──────── INFORMATION SHOWN

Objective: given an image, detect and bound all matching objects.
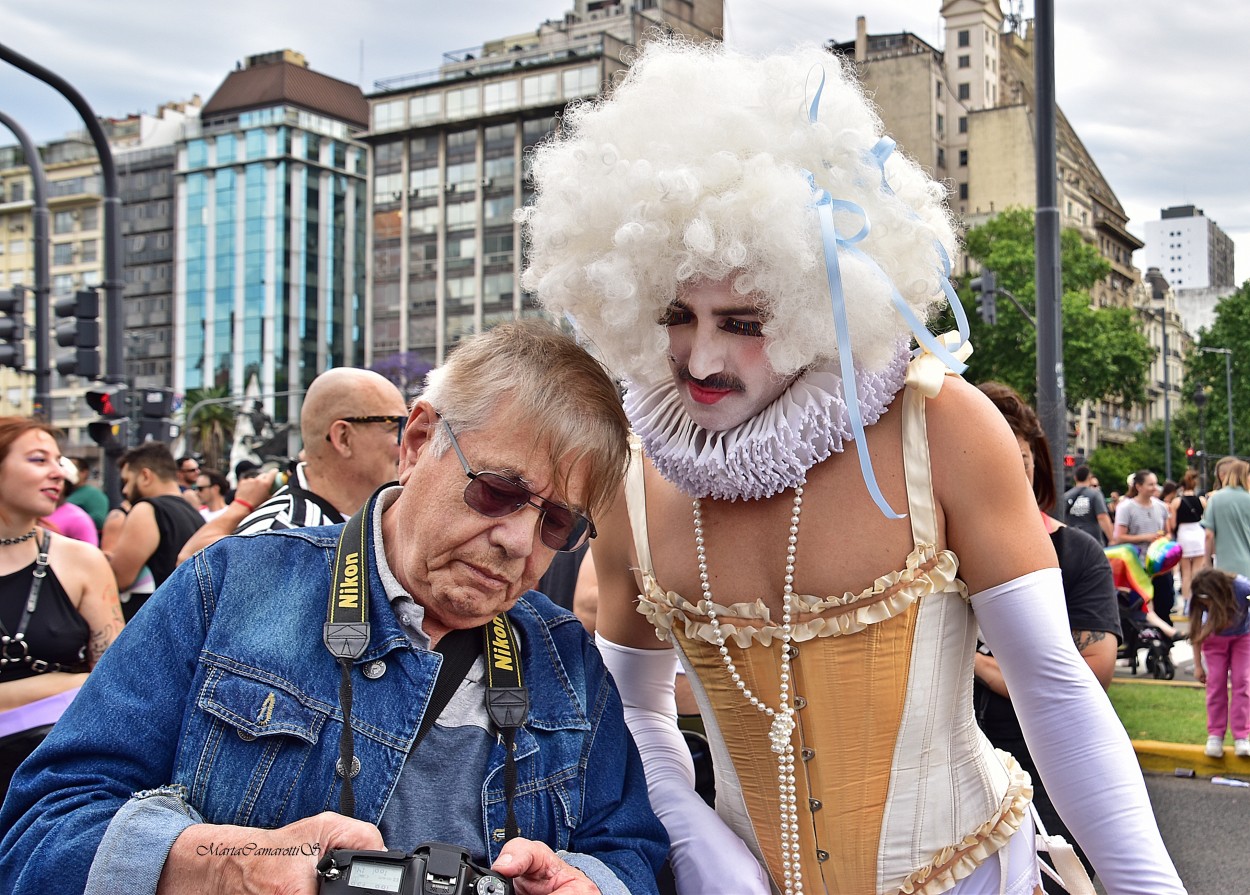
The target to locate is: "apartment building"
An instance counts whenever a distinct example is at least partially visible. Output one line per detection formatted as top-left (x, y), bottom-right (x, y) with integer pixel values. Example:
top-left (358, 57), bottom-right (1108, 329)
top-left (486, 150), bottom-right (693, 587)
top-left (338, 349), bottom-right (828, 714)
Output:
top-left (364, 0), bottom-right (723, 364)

────────────────
──────── INFORMATION SHOWN

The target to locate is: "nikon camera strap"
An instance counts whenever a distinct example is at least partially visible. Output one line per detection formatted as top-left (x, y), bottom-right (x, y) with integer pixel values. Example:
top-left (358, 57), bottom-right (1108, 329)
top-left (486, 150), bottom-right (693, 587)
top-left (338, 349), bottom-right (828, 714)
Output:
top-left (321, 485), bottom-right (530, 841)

────────────────
──────── INFORMATION SHOWN

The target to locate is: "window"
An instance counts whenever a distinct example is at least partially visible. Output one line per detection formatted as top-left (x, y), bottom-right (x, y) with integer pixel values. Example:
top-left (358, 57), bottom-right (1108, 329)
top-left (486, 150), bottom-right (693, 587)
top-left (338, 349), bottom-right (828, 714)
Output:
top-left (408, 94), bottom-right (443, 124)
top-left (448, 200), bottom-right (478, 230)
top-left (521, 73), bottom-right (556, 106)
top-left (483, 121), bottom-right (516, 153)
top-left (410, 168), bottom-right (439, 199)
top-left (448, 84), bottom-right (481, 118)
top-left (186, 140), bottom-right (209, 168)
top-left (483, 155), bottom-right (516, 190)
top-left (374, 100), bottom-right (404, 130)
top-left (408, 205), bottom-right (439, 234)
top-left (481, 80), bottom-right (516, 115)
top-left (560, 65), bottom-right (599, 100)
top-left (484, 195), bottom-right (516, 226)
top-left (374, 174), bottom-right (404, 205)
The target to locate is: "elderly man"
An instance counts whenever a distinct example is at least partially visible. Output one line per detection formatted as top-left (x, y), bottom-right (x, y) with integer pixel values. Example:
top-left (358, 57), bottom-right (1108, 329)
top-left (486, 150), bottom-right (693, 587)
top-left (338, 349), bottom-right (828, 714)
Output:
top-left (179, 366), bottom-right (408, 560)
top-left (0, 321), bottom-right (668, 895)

────────────────

- **WORK INSTRUCTIONS**: Copy out every line from the one containing "Objective: given an" to the one containing "top-left (364, 0), bottom-right (723, 364)", including both of those lines. Omit the pictures.

- **RESULT OF THE TASK**:
Objective: given an image, detect and bound all matching objects.
The target to locate is: "apartment building"
An instance counts whenever a distinct example is at least partially visible. Output one line per detection formatted as top-left (x, y), bottom-right (x, y) with integer pixel values. Example:
top-left (358, 57), bottom-right (1108, 329)
top-left (486, 150), bottom-right (693, 587)
top-left (338, 349), bottom-right (828, 714)
Output:
top-left (364, 0), bottom-right (723, 364)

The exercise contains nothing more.